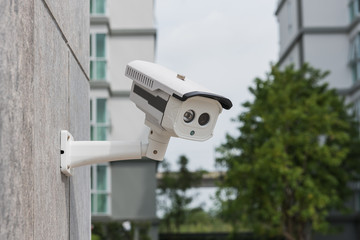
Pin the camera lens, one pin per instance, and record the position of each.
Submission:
(189, 116)
(204, 119)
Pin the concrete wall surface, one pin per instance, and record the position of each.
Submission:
(133, 190)
(43, 89)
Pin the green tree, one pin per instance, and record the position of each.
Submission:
(174, 186)
(297, 151)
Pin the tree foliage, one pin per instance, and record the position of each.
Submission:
(297, 151)
(174, 186)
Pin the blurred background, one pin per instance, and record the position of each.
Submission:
(223, 45)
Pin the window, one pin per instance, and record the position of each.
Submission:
(354, 9)
(289, 15)
(100, 189)
(98, 56)
(355, 58)
(99, 121)
(97, 7)
(100, 174)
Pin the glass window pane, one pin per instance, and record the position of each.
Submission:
(100, 6)
(100, 45)
(91, 177)
(351, 11)
(90, 109)
(101, 203)
(101, 133)
(101, 110)
(92, 70)
(357, 71)
(92, 135)
(92, 202)
(101, 181)
(90, 45)
(100, 70)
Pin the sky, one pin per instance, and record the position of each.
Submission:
(223, 45)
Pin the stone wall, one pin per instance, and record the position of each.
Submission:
(44, 87)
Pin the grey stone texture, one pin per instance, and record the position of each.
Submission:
(133, 195)
(43, 89)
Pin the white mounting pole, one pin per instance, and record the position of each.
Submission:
(81, 153)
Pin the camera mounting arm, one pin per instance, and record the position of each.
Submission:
(81, 153)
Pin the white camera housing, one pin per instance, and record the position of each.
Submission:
(174, 105)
+++
→ Requirement
Reproduce, exactly and with nothing added, the lines from the one that includes "Pin the concrete" through the last line of the material.

→ The response
Pin the concrete wall surface, one pin per instance, and record the position of each.
Submission:
(133, 190)
(43, 89)
Pin the green tree, one pin per instance, and record the position of each.
Submission:
(174, 186)
(297, 151)
Pin the tree foliage, one pin per instance, and record the position of each.
Submission:
(297, 151)
(174, 186)
Pin the blurred background, one pin per instance, and record the position of each.
Submission:
(223, 45)
Pin the window, one pin per instance, and record the position of each.
Submission:
(354, 9)
(289, 15)
(100, 189)
(98, 56)
(355, 58)
(99, 121)
(97, 7)
(100, 174)
Pin the glass window pane, one pin per instance, and record the position of each.
Submission:
(100, 6)
(100, 45)
(91, 177)
(351, 11)
(90, 109)
(101, 203)
(101, 133)
(101, 110)
(92, 70)
(357, 71)
(92, 135)
(92, 202)
(101, 181)
(90, 45)
(100, 70)
Pin the sky, one pin per instance, and record the position of each.
Submission:
(223, 45)
Pin the stone wall, one pin per instance, and record the position of each.
Submission:
(44, 87)
Pin the grey stone texture, one pin per instance, and record the position of each.
Submission:
(133, 195)
(43, 89)
Pin the white mounting pole, one pin per instance, and record the position of each.
Submission:
(81, 153)
Pin the camera mounting arm, one pin per instance, and record the position of each.
Submission:
(81, 153)
Pin the white camera housing, one pin per instance, and record the position of each.
Submission:
(174, 105)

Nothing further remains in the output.